* **Required work**
Copy out the entries below character for character, starting with the line that contains "Please put a dot on every instance of the window frame" and continuing through the line that contains "<point>511,621</point>", with both of those lines included.

** Start of Data for this task **

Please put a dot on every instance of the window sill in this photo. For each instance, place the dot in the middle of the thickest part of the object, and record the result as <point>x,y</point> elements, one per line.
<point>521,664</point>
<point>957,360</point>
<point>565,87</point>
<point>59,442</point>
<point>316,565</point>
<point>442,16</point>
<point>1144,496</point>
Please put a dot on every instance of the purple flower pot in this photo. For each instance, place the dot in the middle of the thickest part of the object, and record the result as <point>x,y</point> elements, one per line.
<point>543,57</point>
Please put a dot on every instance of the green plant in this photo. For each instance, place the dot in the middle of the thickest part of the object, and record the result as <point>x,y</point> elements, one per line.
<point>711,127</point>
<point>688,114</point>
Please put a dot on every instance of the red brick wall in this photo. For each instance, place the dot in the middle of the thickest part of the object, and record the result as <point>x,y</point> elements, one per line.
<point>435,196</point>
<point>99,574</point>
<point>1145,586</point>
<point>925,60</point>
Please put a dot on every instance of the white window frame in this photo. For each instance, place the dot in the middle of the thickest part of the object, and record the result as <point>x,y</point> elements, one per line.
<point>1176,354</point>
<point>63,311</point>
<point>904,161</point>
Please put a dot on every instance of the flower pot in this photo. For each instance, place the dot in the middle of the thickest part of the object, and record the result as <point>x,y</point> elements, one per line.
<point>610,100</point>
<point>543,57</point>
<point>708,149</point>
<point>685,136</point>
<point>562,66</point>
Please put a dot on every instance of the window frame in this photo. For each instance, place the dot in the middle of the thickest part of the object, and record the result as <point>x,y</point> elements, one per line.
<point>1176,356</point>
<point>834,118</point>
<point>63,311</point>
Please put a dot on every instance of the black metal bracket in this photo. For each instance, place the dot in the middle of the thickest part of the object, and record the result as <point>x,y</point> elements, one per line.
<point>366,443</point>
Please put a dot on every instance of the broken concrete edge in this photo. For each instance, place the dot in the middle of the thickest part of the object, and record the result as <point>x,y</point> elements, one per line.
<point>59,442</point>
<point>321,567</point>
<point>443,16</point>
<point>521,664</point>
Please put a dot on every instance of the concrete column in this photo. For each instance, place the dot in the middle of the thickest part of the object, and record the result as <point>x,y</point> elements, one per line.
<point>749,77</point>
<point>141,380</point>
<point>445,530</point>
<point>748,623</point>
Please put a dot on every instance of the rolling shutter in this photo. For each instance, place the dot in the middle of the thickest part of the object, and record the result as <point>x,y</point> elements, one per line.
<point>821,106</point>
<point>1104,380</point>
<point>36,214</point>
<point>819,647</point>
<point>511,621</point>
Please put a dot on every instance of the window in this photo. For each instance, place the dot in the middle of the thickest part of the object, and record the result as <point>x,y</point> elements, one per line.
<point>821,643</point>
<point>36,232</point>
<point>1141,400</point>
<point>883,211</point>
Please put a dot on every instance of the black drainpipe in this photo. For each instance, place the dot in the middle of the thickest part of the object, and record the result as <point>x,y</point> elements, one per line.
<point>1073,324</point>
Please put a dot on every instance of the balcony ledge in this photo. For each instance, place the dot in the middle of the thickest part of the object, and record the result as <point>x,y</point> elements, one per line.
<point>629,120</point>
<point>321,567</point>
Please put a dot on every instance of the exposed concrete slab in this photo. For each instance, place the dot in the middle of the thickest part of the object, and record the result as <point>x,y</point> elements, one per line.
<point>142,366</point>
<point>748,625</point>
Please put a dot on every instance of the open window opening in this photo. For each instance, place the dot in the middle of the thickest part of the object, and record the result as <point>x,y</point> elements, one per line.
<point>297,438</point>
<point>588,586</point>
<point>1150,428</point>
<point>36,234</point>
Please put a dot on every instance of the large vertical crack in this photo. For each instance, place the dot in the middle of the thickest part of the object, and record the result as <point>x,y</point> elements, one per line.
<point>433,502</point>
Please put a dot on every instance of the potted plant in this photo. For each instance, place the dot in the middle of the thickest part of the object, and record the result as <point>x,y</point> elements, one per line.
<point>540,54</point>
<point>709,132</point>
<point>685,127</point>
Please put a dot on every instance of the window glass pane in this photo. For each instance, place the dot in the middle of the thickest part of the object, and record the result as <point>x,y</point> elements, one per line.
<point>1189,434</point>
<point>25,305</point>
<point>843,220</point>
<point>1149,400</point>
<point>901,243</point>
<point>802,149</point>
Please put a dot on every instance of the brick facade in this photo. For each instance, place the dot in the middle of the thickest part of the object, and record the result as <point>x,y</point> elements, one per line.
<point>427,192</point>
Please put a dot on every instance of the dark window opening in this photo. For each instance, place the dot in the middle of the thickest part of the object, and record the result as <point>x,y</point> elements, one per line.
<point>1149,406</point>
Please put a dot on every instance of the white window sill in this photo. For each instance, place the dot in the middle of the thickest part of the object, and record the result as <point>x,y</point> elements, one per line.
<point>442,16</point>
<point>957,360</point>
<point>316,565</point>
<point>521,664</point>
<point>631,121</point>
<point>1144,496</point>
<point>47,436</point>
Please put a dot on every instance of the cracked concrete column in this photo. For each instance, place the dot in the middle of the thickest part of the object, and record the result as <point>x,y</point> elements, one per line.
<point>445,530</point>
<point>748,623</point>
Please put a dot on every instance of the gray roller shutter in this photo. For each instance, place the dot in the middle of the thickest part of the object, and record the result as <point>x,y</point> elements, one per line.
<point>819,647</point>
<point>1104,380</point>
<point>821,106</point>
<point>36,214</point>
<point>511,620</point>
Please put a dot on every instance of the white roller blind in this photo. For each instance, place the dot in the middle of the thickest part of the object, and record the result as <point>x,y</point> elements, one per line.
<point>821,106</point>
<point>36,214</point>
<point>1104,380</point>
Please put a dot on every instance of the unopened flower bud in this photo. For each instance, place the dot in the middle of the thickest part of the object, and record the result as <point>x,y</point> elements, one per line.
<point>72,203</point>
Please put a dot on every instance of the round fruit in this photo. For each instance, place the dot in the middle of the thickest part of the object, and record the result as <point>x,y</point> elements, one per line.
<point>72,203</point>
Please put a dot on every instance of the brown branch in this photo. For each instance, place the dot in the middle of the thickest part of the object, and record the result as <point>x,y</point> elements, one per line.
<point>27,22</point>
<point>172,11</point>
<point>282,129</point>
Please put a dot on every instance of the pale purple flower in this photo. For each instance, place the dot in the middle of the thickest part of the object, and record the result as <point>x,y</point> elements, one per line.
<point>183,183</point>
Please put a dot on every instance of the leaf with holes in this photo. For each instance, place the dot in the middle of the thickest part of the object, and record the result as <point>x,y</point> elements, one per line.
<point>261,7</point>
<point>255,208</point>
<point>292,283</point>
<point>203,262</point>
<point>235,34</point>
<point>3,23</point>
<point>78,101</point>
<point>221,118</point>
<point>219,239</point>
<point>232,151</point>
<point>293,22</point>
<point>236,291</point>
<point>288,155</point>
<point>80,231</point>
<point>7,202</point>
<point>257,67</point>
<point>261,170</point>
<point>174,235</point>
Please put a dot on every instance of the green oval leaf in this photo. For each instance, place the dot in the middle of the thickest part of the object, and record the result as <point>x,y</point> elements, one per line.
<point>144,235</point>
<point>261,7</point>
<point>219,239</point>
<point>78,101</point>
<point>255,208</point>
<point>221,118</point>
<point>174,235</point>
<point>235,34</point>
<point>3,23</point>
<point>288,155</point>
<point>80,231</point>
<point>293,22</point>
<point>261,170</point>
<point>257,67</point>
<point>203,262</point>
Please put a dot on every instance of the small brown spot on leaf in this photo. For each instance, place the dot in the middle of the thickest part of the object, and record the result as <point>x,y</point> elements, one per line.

** End of Data for this task **

* **Problem solution**
Please put a dot on every instance of the window frame in this photo. For each instance, place the dot in the middle of the thickest part of the object, and record the result as <point>x,y</point> elements, one per line.
<point>1176,356</point>
<point>834,118</point>
<point>63,311</point>
Please put a dot on every instance of the black metal bracket in this photo. For each instance, place the dot in the middle of the thickest part of the object, and record the result as <point>x,y</point> elements, one per line.
<point>366,443</point>
Please put a dot on every instance of the broken concrete edge in this photo. For each instance, place the dot in the middle of the thickest part of the object, and record the result as <point>x,y</point> elements, one per line.
<point>59,442</point>
<point>321,567</point>
<point>443,16</point>
<point>521,664</point>
Please put a dot on every instance of the concrete column in this photo. For each instance, place the dot in the middle of the thickest part of the object, and record the result as <point>x,y</point> elements, one per line.
<point>749,77</point>
<point>141,380</point>
<point>445,530</point>
<point>748,623</point>
Please put a dot on every instance of the rolling shutter in this photo. For each instance, place the dot in the middle of the thickest part of the object, and record the result as <point>x,y</point> elements, one per line.
<point>821,106</point>
<point>1104,380</point>
<point>36,214</point>
<point>819,647</point>
<point>511,621</point>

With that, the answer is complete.